Carmina Burana

Carmina Burana
Cạrmina Burana,
 
die mit etwa 250 Texten umfangreichste und bedeutendste Sammlung vorwiegend weltlich lateinischer Lieder des Mittelalters, erhalten in einer heute unvollständigen Handschrift der Bayerischen Staatsbibliothek in München (clm 4 660, dazu das Fragment 4 660 a) aus dem 13. Jahrhundert, die sich bis 1803 im Kloster Benediktbeuern befand (daher der Name »Carmina Burana«).
 
Das Liederbuch ist nach einem für zeitgenössischen Gedichtsammlungen einzigartigen Konzept angelegt: Drei Großgruppen mit moralisch-satirischen Dichtungen (CB 1-55), Liebesliedern (CB 56-186), Trink- und Spielliedern (CB 187-226) heben sich ab; jede ist in sich gegliedert nach Themen, z. B. Abkehr von der Welt (CB 24-31), Zechen und Würfelspiel (CB 195-207), nach der Form, z. B. Sequenzen und Leiche (CB 56-73), oder durch metrisches »Versus«, die eine Liedgruppe passend beschließen; am Ende folgt eine vierte Großgruppe von 6 geistlichen Spielen, darunter ein Weihnachtsspiel (CB 227) und das Benediktbeurer Passionsspiel (CB 16*), zum Teil mit zeitgenössischen Stücken nachgetragen. Der Anfang der Sammlung ist verloren gegangen, ihre Abfolge durch Neubinden teilweise gestört.

────────────────────

== Aufgaben ==
A – Geben Sie aus dem Text zu den Carmina Burana den Abschnitt wieder, der mit den Worten „Das Liederbuch ist“ einsetzt und mit „Neubinden teilweise gestört.“ schließt, und tauschen Sie dabei „Liederbuch“ gegen „Sammelwerk“ aus.
B – Beantworten Sie anhand des Textes zu den Carmina Burana folgende Fragen:
(i) Aus welchem Jahrhundert stammt die Handschrift?
(ii) Welche Nummern tragen die Liebeslieder?
(iii) Wie viele geistliche Spiele umfasst die vierte Großgruppe?
Die Daten werden für die Bearbeitung nicht benötigt.

────────────────────

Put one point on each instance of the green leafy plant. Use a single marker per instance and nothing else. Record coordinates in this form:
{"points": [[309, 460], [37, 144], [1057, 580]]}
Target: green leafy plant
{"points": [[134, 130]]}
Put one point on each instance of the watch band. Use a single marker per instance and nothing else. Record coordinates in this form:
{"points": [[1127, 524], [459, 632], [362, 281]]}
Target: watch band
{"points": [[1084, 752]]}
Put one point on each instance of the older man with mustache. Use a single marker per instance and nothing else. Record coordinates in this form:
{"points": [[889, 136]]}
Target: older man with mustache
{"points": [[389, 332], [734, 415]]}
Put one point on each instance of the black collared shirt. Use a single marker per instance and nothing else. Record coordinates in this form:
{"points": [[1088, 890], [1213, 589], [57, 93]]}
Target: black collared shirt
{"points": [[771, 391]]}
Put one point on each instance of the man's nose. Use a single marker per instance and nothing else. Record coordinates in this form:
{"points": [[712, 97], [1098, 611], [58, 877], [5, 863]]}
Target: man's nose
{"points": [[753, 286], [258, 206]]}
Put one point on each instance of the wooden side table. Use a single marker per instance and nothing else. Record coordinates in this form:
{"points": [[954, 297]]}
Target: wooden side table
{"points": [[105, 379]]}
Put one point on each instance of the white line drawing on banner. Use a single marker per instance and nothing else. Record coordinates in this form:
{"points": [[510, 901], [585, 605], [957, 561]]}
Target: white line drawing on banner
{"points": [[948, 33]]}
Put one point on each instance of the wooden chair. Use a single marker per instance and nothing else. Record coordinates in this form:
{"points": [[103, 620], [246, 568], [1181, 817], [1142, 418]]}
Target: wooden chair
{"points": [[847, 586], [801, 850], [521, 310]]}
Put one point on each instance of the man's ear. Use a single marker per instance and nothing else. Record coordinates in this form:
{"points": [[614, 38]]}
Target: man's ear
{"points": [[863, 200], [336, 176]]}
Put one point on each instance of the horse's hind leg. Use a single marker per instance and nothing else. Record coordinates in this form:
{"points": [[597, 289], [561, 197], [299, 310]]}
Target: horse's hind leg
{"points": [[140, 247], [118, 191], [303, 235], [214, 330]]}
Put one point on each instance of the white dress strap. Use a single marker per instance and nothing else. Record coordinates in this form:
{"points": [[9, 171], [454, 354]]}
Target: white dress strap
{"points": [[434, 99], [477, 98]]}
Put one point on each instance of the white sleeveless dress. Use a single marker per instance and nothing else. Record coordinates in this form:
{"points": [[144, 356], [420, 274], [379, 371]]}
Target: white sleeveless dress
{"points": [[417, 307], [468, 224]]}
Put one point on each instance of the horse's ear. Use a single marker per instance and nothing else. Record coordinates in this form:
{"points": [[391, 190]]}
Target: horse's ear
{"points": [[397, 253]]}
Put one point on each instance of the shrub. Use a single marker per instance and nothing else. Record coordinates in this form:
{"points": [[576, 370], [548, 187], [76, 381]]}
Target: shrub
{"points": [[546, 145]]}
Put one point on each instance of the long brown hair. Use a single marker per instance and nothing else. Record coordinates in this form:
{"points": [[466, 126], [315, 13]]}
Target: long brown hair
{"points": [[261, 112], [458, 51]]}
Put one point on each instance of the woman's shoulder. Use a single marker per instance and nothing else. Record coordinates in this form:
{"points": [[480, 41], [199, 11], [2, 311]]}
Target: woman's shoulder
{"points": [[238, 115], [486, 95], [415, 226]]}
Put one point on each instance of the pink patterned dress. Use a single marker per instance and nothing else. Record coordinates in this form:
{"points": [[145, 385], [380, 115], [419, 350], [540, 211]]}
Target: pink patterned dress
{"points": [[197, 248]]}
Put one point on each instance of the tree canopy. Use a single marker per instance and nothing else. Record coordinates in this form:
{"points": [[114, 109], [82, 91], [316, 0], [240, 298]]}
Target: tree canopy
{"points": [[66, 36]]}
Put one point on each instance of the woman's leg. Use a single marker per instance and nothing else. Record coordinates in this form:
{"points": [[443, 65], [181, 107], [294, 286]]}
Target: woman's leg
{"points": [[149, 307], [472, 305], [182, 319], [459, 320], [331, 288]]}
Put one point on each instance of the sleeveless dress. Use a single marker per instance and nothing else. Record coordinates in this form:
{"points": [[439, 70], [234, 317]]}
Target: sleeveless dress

────────────────────

== Lösungen ==
A –
Das Sammelwerk ist nach einem für zeitgenössischen Gedichtsammlungen einzigartigen Konzept angelegt: Drei Großgruppen mit moralisch-satirischen Dichtungen (CB 1-55), Liebesliedern (CB 56-186), Trink- und Spielliedern (CB 187-226) heben sich ab; jede ist in sich gegliedert nach Themen, z. B. Abkehr von der Welt (CB 24-31), Zechen und Würfelspiel (CB 195-207), nach der Form, z. B. Sequenzen und Leiche (CB 56-73), oder durch metrisches »Versus«, die eine Liedgruppe passend beschließen; am Ende folgt eine vierte Großgruppe von 6 geistlichen Spielen, darunter ein Weihnachtsspiel (CB 227) und das Benediktbeurer Passionsspiel (CB 16*), zum Teil mit zeitgenössischen Stücken nachgetragen. Der Anfang der Sammlung ist verloren gegangen, ihre Abfolge durch Neubinden teilweise gestört.

B –
(i) Aus dem 13. Jahrhundert.
(ii) CB 56-186.
(iii) Sechs.